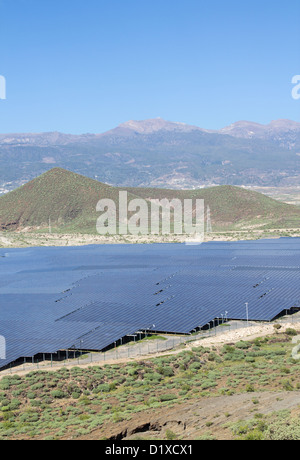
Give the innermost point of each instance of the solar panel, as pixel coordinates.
(91, 296)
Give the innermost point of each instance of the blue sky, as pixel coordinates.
(86, 66)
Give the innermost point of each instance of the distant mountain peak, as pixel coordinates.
(156, 124)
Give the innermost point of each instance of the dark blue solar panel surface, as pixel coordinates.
(89, 297)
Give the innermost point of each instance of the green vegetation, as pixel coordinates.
(69, 201)
(73, 402)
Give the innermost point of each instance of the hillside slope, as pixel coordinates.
(69, 200)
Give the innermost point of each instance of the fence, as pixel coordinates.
(144, 348)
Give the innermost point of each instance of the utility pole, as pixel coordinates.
(247, 314)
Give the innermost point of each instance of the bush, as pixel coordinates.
(291, 332)
(58, 394)
(167, 397)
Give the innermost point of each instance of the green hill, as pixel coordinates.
(69, 201)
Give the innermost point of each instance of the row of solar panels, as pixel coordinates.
(89, 297)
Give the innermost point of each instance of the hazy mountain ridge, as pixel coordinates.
(160, 153)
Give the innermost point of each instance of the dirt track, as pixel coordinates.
(192, 420)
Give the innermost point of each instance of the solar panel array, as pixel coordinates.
(89, 297)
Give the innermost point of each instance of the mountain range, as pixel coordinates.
(69, 201)
(159, 153)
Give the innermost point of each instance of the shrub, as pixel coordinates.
(57, 394)
(167, 397)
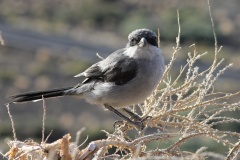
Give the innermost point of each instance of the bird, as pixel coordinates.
(126, 77)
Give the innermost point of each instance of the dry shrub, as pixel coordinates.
(179, 113)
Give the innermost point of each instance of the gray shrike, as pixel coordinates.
(126, 77)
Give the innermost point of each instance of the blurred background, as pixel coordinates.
(48, 42)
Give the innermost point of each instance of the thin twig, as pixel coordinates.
(44, 118)
(12, 122)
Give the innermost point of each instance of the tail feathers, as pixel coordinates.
(34, 96)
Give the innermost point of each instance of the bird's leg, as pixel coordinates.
(138, 124)
(133, 116)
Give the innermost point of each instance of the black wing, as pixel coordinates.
(122, 72)
(117, 68)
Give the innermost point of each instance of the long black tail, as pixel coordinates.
(34, 96)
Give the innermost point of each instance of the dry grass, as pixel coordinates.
(180, 112)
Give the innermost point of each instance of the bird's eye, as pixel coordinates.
(152, 41)
(133, 42)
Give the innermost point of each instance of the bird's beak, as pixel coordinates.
(143, 42)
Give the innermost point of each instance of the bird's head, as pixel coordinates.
(142, 38)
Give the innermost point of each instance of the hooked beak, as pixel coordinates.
(143, 42)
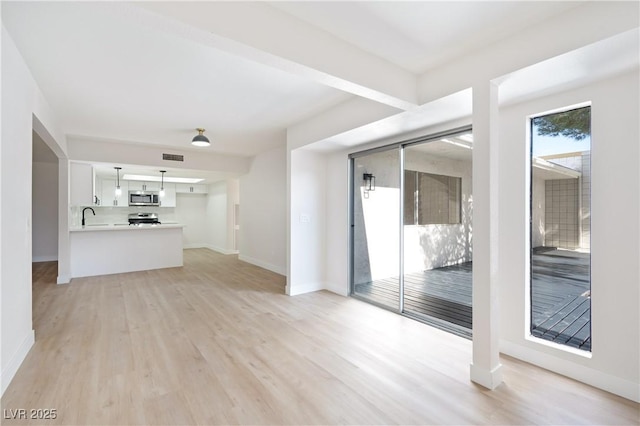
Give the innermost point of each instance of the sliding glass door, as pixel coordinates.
(411, 229)
(437, 232)
(375, 234)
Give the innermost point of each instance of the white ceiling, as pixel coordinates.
(420, 35)
(152, 72)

━━━━━━━━

* **What this task involves**
Restate exactly, and only, every line from the one that contains "Give the innermost point of each instance of the sliding" through the last line of the records.

* **Task answer**
Give the innermost point of each instance of the sliding glass door, as pixel coordinates.
(411, 229)
(437, 232)
(375, 234)
Give the innermost point of each instance of the white ceiling, as pixel coordinates.
(420, 35)
(152, 72)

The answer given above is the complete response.